━━━ EXERCISE TEXT

When the COVID crisis struck, many people were left wondering how the industry was going to cope with the disruption. As it turned out, the insurance industry hardly broke stride in managing the crisis. The requirement of automated placement was forced on the industry and the industry has ably risen to the occasion.

In its September 2019 “Quantum Leap” strategic plan, SCOR tried to predict the trends that could unfold over the next three to five year period. The digital transformation that they said could take three to five years actually unfolded staggeringly fast – taking in some cases, just a matter of a few months!

Business leaders like Toby Esser, chairman of AFL Insurance Brokers, are finding that they don’t need paper – they can conduct business electronically and that they can very easily process electronically too. The need of the hour now is to ensure that there is a continuous improvement in the systems that are used to process electronically.

━━━━━━
━━━ DATASET ENTRIES

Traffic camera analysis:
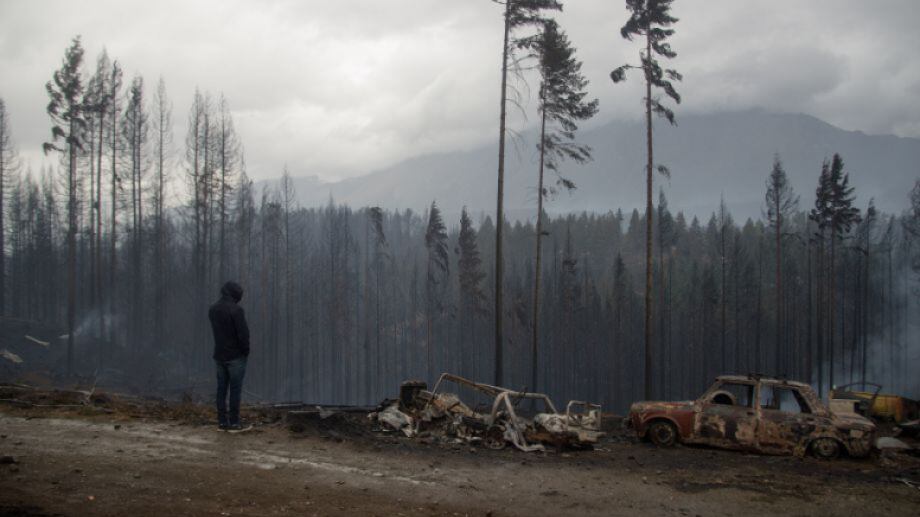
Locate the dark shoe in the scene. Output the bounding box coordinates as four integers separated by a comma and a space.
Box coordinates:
227, 424, 252, 433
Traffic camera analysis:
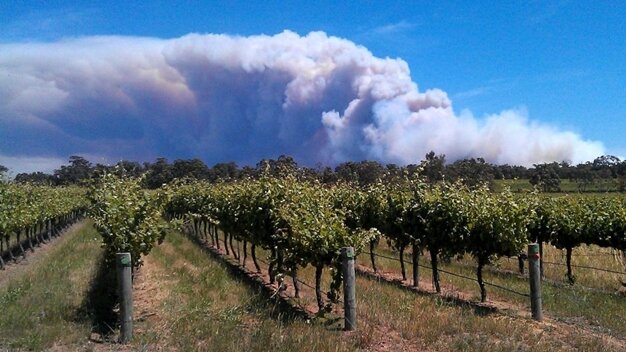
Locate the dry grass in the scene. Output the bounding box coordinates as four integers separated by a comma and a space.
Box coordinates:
134, 233, 356, 351
0, 222, 102, 350
185, 230, 625, 351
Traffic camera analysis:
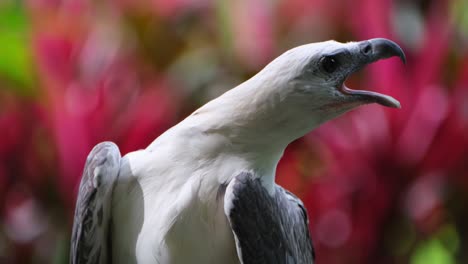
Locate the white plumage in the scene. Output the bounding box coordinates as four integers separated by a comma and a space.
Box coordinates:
72, 39, 404, 264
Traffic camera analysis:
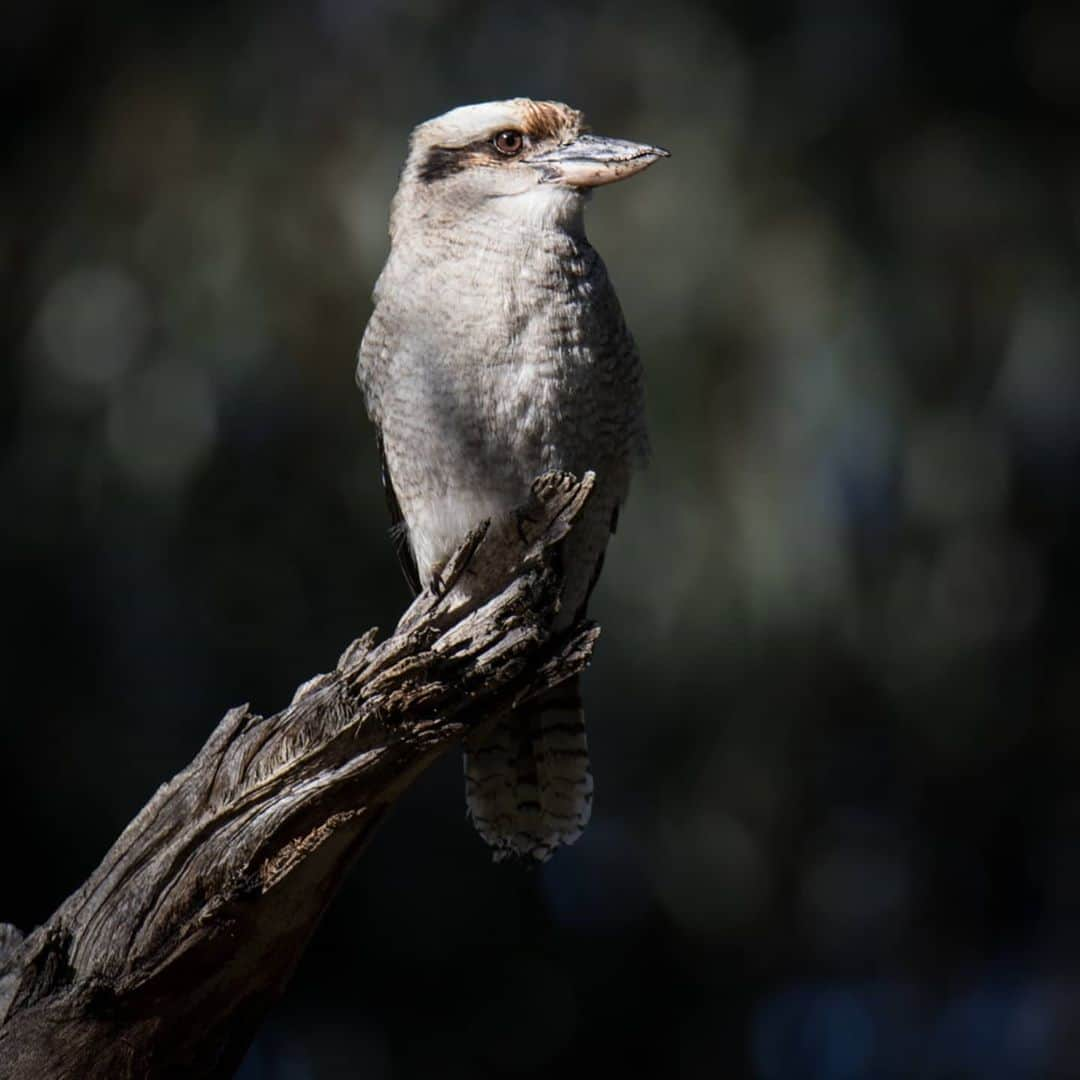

━━━━━━

Write the next part of the text on the insurance industry's shift to electronic processing during COVID, picking up after its final sentence.

> **RESPONSE TO THE TASK**:
David Flandro, Managing Director, Analytics, at London-based Hyperion X is of the firm opinion that the COVID-19 crisis has precipitated a real growth in online trading and in digital marketplace trading. He also feels that the insurance industry has now learned that it is not absolutely necessary to do everything face to face and that a lot of the business can actually be carried out virtually. And, this is true not just for the business operations but also for the business relationships. Flandro says that this is true not only for the small stuff but also for the larger and complicated aspects of the insurance business as well. Even new business opportunities can be created virtually – using technology. 

Jean-Paul Conoscente, CEO of SCOR Global P&C, opined that as insurers were able to continue to run their businesses remotely, continue to have client meetings, quarter closings, settling of claims and carrying out audits, is actually a great advantage for the industry. However, he also cautioned that it significantly increased the risks inherent with digital transactions.and highlighted the need for investments into strong cyber security and business process environments. 

Isabelle Santenac, EY’s Global Insurance Leader, noted that the lockdown had highlighted problems with operating models for some of the insurers and this resulted in them having to revisit and conduct an in-depth review of their supply chains. Many industry sectors including insurers had sought help early in the lockdown to create call centres back in their own countries as many of their call centres could not operate.  Additional issues with the supply chain for insurers cropped up when it was found that some third-party providers did not have an acceptable level of security for their home-working employees.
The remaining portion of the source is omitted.